• _ENTRIES_
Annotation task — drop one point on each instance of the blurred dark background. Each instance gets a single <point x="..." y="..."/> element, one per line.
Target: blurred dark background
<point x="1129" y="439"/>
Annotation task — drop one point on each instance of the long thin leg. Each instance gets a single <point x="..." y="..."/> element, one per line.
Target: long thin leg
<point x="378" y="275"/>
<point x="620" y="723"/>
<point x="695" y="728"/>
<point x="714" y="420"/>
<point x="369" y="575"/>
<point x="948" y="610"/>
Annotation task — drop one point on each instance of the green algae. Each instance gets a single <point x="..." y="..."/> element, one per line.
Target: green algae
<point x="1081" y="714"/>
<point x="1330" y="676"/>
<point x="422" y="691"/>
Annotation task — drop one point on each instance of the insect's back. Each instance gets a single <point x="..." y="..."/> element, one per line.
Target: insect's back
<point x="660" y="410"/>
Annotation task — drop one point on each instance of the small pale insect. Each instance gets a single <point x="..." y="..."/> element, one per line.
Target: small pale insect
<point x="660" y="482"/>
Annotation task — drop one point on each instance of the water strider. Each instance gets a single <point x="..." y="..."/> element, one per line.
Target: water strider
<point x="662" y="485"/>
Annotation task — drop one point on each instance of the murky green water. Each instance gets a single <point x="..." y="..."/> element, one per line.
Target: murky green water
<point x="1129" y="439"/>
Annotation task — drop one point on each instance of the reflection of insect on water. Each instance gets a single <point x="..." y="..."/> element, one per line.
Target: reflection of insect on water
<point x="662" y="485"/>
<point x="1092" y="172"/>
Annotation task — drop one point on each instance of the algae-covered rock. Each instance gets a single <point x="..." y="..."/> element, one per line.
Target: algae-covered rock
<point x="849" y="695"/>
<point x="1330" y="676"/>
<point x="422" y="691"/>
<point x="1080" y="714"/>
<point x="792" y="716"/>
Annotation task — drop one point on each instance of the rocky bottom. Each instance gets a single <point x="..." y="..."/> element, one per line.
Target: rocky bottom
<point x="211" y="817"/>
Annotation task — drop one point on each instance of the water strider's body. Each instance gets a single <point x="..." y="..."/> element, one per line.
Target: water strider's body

• _GOAL_
From the records above, extract everything verbatim.

• _RESULT OF THIS EXERCISE_
Annotation task — drop one point on each instance of the blurred dark background. Each instance gets a single <point x="..." y="..."/> element, one per line.
Target: blurred dark background
<point x="1129" y="439"/>
Annotation task — drop one point on each instance of the long thin leg. Each instance gets a single <point x="..." y="..."/> element, one per line.
Target: long thin leg
<point x="378" y="275"/>
<point x="620" y="723"/>
<point x="695" y="728"/>
<point x="714" y="420"/>
<point x="369" y="575"/>
<point x="948" y="610"/>
Annotation task — drop one point on each instance of the green algae. Each instance gets a single <point x="..." y="..."/> element, one per line.
Target: green algae
<point x="1081" y="714"/>
<point x="1330" y="676"/>
<point x="422" y="691"/>
Annotation task — drop one point on each instance of the insect's back. Each instance gets a single <point x="..." y="..."/> element, one per line.
Target: insect's back
<point x="660" y="410"/>
Annotation task — drop one point on each instance of the small pale insect. Each instance gets a single <point x="..." y="..."/> element, one per line.
Target: small pale insect
<point x="660" y="482"/>
Annotation task — drop one point on each instance of the water strider. Each instance gets a single <point x="..." y="..."/> element, one per line.
Target: water strider
<point x="662" y="485"/>
Annotation task — drop one point on each instance of the murky green water. Each instance gets a single <point x="..." y="..."/> element, one per line.
Target: murky green water
<point x="1129" y="439"/>
Annotation task — drop one point on each instance of the reflection of insect on water. Each instance gets a single <point x="..." y="..."/> element, one per line.
Target: reflection of insect on water
<point x="662" y="485"/>
<point x="1092" y="172"/>
Annotation task — drop one point on each instance of the algae-covered rock. Each instance gets a single <point x="..." y="..."/> element, one per line.
Target: algae-covered rock
<point x="849" y="695"/>
<point x="1330" y="676"/>
<point x="422" y="691"/>
<point x="1080" y="714"/>
<point x="792" y="716"/>
Annotation task — drop one point on each instance of the rocky bottom. Each instance gets a single <point x="..." y="..."/> element, one per line.
Target: rocky bottom
<point x="211" y="817"/>
Annotation task — drop one point on each instance of the water strider's body. Each instance gets a single <point x="..." y="..."/> element, one per line.
Target: water strider's body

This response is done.